- [GIVEN PASSAGE]:
──────────────────────────────

JupyterHub (Python and R notebooks on CURC)

Jupyter notebooks are an excellent resource for interactive development and data analysis using Python, R, and other languages. Jupyter notebooks can contain live code, equations, visualizations, and explanatory text which provide an integrated enviornment to use, learn, and teach interactive data analysis.

CU Research Computing (CURC) operates a JupyterHub server that enables users to run Jupyter notebooks on Summit or Blanca for serial (single core) and shared-memory parallel (single node) workflows. The CURC JupyterHub uses the next-generation JupyterLab user interface. The CURC JupyterHub runs atop of Anaconda. Additional documentation on the CURC Anaconda distribution is available and may be a good pre-requisite for the following documentation outlining use of the CURC JupyterHub.

──────────────────────────────

- [TASKS AND EXERCISES]:
1) According to the JupyterHub page, which user interface does the CURC JupyterHub use?
2) Retype the JupyterHub page from "Jupyter notebooks are" up to and including "the CURC JupyterHub.".
The records after this point come from a different source than the JupyterHub page.

──────────────────────────────

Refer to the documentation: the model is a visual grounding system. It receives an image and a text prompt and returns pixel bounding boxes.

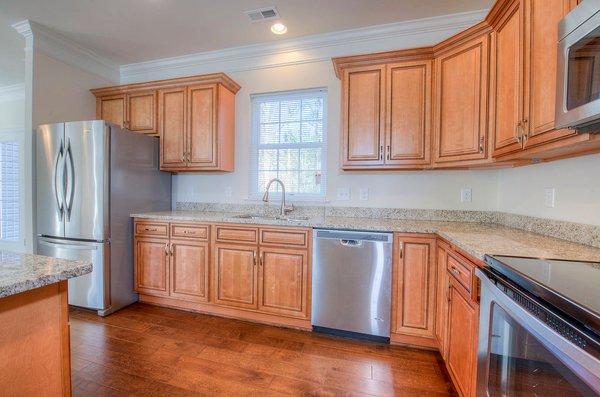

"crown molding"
[12,20,120,82]
[0,83,25,102]
[120,10,488,83]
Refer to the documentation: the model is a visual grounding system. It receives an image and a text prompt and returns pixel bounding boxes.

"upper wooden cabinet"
[433,30,489,166]
[92,73,240,172]
[339,51,432,169]
[391,234,437,347]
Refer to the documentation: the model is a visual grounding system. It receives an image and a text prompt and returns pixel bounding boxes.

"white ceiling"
[0,0,493,80]
[0,12,25,87]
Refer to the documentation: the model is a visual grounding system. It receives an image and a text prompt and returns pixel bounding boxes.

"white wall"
[498,154,600,225]
[173,61,497,210]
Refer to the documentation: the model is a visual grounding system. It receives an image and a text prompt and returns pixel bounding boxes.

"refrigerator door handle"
[65,138,75,222]
[53,139,65,222]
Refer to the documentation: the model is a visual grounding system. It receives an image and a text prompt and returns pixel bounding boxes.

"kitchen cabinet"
[92,73,240,172]
[214,244,258,309]
[490,0,576,157]
[446,277,479,396]
[391,234,437,347]
[134,219,312,329]
[341,59,432,169]
[135,237,169,295]
[433,34,489,167]
[258,247,308,317]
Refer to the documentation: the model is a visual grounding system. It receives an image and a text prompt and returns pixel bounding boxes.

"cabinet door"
[435,247,448,359]
[135,237,169,296]
[392,235,436,339]
[342,66,385,166]
[446,277,478,396]
[158,87,187,170]
[126,91,157,134]
[214,244,258,309]
[187,85,217,167]
[522,0,577,147]
[385,61,432,165]
[434,35,489,164]
[491,1,524,156]
[96,94,127,127]
[258,248,308,318]
[170,240,209,302]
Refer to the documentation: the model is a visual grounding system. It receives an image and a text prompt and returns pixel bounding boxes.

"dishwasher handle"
[340,238,362,247]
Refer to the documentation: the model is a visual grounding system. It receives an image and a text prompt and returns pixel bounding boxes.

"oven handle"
[475,269,600,396]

──────────────────────────────

- [TASK RESULTS]:
1) The next-generation JupyterLab user interface.

2)
Jupyter notebooks are an excellent resource for interactive development and data analysis using Python, R, and other languages. Jupyter notebooks can contain live code, equations, visualizations, and explanatory text which provide an integrated enviornment to use, learn, and teach interactive data analysis.

CU Research Computing (CURC) operates a JupyterHub server that enables users to run Jupyter notebooks on Summit or Blanca for serial (single core) and shared-memory parallel (single node) workflows. The CURC JupyterHub uses the next-generation JupyterLab user interface. The CURC JupyterHub runs atop of Anaconda. Additional documentation on the CURC Anaconda distribution is available and may be a good pre-requisite for the following documentation outlining use of the CURC JupyterHub.